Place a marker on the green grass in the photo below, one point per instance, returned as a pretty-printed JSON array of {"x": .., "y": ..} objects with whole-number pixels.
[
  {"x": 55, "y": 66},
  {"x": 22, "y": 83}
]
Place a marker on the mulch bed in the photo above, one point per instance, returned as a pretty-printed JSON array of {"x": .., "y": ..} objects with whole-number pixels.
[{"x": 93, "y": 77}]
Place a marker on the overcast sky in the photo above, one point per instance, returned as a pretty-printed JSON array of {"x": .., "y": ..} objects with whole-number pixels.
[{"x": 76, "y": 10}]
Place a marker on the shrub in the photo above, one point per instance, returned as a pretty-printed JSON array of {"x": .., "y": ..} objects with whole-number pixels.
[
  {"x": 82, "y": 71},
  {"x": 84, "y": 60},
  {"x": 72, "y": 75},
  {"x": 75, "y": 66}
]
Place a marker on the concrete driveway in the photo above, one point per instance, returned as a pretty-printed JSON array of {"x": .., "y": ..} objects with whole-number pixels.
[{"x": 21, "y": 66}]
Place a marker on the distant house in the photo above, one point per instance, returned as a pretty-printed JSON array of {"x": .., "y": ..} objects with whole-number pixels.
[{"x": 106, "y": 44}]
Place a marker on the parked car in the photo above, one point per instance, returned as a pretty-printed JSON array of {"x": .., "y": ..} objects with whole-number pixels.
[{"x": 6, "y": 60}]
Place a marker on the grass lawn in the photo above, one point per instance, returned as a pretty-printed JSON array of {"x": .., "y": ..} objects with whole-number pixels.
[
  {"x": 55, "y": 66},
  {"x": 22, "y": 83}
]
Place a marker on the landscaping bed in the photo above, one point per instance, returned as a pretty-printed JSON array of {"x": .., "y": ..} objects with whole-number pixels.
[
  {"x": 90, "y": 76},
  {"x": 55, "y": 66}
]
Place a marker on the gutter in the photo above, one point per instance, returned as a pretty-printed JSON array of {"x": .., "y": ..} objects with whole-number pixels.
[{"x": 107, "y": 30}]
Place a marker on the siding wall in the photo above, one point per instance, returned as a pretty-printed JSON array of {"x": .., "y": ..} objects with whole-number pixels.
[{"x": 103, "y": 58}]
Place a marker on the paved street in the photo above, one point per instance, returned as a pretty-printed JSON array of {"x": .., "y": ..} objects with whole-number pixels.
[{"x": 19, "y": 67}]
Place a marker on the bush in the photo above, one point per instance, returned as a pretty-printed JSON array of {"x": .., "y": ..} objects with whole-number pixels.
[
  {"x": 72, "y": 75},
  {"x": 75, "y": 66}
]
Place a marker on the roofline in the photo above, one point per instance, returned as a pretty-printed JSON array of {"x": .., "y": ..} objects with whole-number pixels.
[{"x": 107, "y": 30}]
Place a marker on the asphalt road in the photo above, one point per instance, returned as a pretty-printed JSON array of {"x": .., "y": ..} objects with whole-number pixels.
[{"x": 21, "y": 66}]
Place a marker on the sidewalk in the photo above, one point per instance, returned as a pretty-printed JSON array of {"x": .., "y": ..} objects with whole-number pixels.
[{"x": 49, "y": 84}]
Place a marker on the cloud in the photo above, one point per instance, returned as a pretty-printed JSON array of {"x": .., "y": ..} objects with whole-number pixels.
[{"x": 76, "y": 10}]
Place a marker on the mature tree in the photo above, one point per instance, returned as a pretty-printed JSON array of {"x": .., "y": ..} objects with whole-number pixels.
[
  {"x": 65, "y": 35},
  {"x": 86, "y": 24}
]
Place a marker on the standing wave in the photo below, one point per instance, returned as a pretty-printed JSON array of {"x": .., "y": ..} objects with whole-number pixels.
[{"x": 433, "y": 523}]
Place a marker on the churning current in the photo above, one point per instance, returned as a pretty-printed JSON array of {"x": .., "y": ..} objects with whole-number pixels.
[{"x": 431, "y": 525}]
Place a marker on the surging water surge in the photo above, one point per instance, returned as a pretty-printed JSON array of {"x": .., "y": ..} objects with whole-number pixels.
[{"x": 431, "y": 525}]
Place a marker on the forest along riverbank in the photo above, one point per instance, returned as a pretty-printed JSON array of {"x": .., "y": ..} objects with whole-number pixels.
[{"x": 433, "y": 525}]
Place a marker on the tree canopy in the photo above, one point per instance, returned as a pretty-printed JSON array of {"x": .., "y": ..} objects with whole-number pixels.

— THE PROBLEM —
Write out again the stretch from the line containing "Place a marker on the asphalt" through the end of the items, requests included, and shift every x and y coordinate in the answers up by 4.

— COMPLETE ANSWER —
Place a marker on the asphalt road in the photo above, one point per instance, returned as a pretty-printed JSON array of {"x": .., "y": ..} objects with whole-number pixels.
[{"x": 25, "y": 70}]
Place a marker on the sidewalk in the photo above, one point per instance, returned as a pretty-printed JSON array of {"x": .., "y": ..} objects with whole-number pixels.
[{"x": 53, "y": 88}]
Place a marker on the cloud in the photo above, one point per instance, returned as a pretty-printed JSON array of {"x": .., "y": ..} objects with whole-number pixels.
[{"x": 80, "y": 14}]
Place a marker on the mature tree in the photo above, one point per instance, returned as a pretty-printed JSON array of {"x": .., "y": ..} objects with whole-number pixels.
[
  {"x": 69, "y": 39},
  {"x": 90, "y": 28}
]
Place a marker on the standing wave in the photo below, one point per instance, returned as a pretty-printed JSON array of {"x": .., "y": ..} objects with whole-number pixels.
[{"x": 437, "y": 527}]
Place a marker on the churning current in the photo above, one point per instance, returned as a pretty-printed JSON array of {"x": .., "y": ..} objects with whole-number pixels.
[{"x": 435, "y": 529}]
Place a marker on the surging water surge in the photo above, one point per instance, returned as a pretty-printed JSON array of {"x": .., "y": ..} objects with whole-number pixels.
[{"x": 435, "y": 529}]
Place a marker on the forest along riverbank in the photo above, one point per instance, returned as a pretty-printed JSON array of {"x": .., "y": ..} objects with whole-number pixels.
[{"x": 437, "y": 529}]
Place a marker on the tree canopy in the photo above, one point per instance, returned as a pretty-printed JSON array of {"x": .., "y": ..} objects with whole-number pixels.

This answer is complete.